I'm getting an error when I'm feature engineering on 30+ columns to create about 200+ columns. It is not failing the job, but the ERROR shows. I want to know how can I avoid this.
Spark - 2.3.1 Python - 3.6
Cluster Config - 1 Master - 32 GB RAM, 16 Cores 4 Slaves - 16 GB RAM, 8 Cores
Input data - 8 partitions of parquet file with snappy compression.
My Spark-Submit ->
spark-submit --master spark://192.168.60.20:7077 --num-executors 4 --executor-cores 5 --executor-memory 10G --driver-cores 5 --driver-memory 25G --conf spark.sql.shuffle.partitions=60 --conf spark.driver.maxResultSize=2G --conf "spark.executor.extraJavaOptions=-XX:+UseParallelGC" --conf spark.scheduler.listenerbus.eventqueue.capacity=20000 --conf spark.sql.codegen=true /appdata/bblite-codebase/pipeline_data_test_run.py > /appdata/bblite-data/logs/log_10_iter_pipeline_8_partitions_33_col.txt
Stack-Trace below -
ERROR CodeGenerator:91 - failed to compile: org.codehaus.janino.InternalCompilerException: Compiling "GeneratedClass": Code of method "processNext()V" of class "org.apache.spark.sql.catalyst.expressions.GeneratedClass$GeneratedIteratorForCodegenStage3426" grows beyond 64 KB
org.codehaus.janino.InternalCompilerException: Compiling "GeneratedClass": Code of method "processNext()V" of class "org.apache.spark.sql.catalyst.expressions.GeneratedClass$GeneratedIteratorForCodegenStage3426" grows beyond 64 KB
at org.codehaus.janino.UnitCompiler.compileUnit(UnitCompiler.java:361)
at org.codehaus.janino.SimpleCompiler.cook(SimpleCompiler.java:234)
at org.codehaus.janino.SimpleCompiler.compileToClassLoader(SimpleCompiler.java:446)

### Extracted information
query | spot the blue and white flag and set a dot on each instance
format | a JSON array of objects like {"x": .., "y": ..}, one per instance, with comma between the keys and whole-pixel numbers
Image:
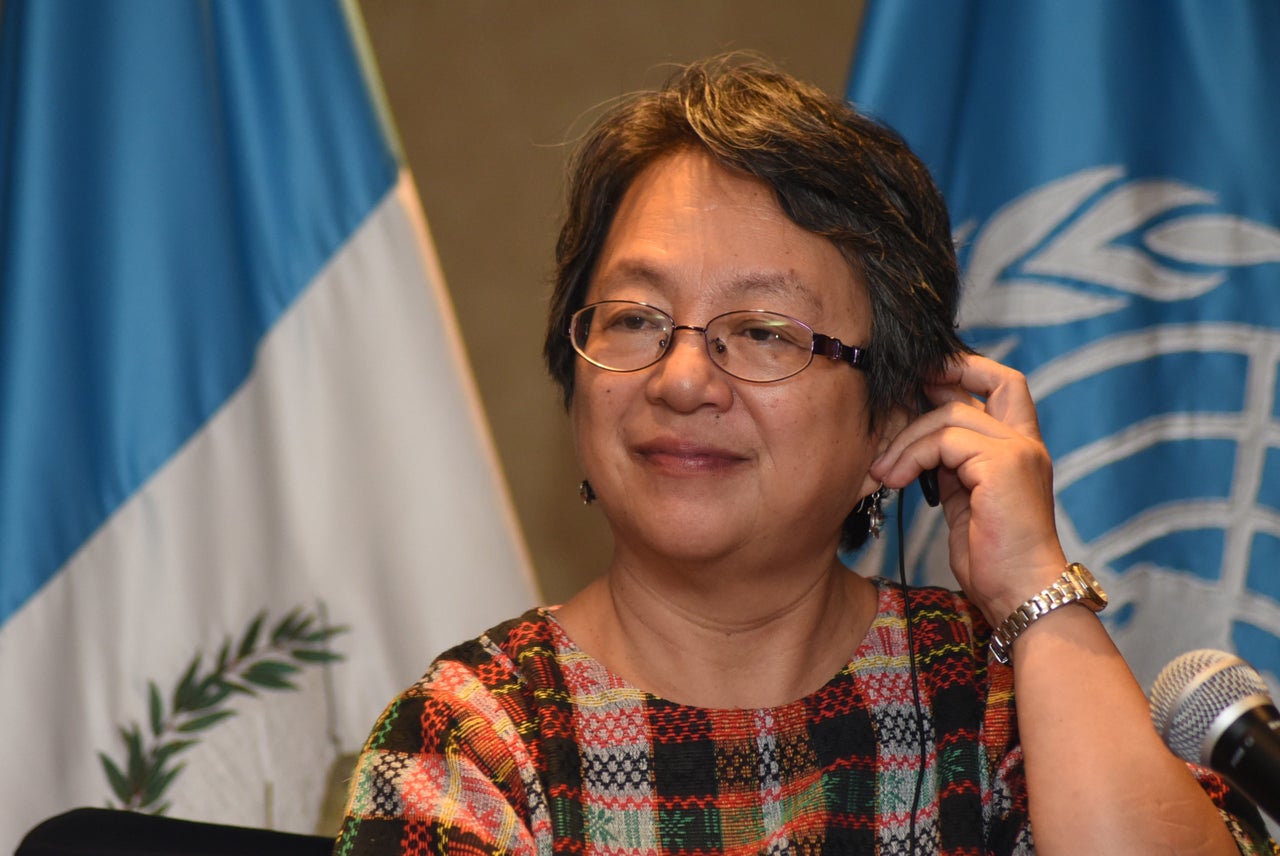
[
  {"x": 1114, "y": 182},
  {"x": 246, "y": 486}
]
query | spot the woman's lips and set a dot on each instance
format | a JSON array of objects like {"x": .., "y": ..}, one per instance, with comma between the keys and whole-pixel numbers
[{"x": 685, "y": 457}]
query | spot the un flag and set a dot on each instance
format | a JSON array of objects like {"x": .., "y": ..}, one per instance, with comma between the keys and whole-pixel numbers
[{"x": 1114, "y": 181}]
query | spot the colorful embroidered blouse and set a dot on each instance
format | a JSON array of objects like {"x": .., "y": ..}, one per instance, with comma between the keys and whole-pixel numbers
[{"x": 519, "y": 742}]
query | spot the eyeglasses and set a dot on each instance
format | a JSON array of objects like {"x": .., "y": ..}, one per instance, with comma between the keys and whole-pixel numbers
[{"x": 749, "y": 344}]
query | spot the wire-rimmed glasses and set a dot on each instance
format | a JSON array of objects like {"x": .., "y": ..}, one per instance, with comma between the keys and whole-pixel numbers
[{"x": 750, "y": 344}]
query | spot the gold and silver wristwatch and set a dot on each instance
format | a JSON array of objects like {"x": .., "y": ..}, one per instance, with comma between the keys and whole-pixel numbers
[{"x": 1075, "y": 586}]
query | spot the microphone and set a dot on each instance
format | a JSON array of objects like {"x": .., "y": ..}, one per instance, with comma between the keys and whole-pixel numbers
[{"x": 1214, "y": 709}]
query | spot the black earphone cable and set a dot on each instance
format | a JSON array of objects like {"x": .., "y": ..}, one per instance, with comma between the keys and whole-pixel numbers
[{"x": 915, "y": 676}]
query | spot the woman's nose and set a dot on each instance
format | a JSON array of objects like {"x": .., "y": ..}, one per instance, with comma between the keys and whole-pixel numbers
[{"x": 686, "y": 379}]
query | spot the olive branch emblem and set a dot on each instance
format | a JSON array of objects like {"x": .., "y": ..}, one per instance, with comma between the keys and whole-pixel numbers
[{"x": 201, "y": 700}]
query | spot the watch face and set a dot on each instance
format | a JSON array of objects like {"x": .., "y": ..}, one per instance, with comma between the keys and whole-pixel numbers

### Jobs
1. Answer these questions from the Spark error post, one per line:
(a) Which Spark version is the poster running?
(b) How much RAM does each slave node in the cluster have?
(c) What compression is used on the input parquet file?
2. In one to three sentences, explain why the Spark error post's stack trace reports that the code generator failed to compile.

### Written responses
1.
(a) Spark 2.3.1
(b) 16 GB
(c) Snappy

2. The Janino compiler threw an InternalCompilerException while compiling "GeneratedClass". The code of the method "processNext()V" in the class GeneratedIteratorForCodegenStage3426 grew beyond 64 KB.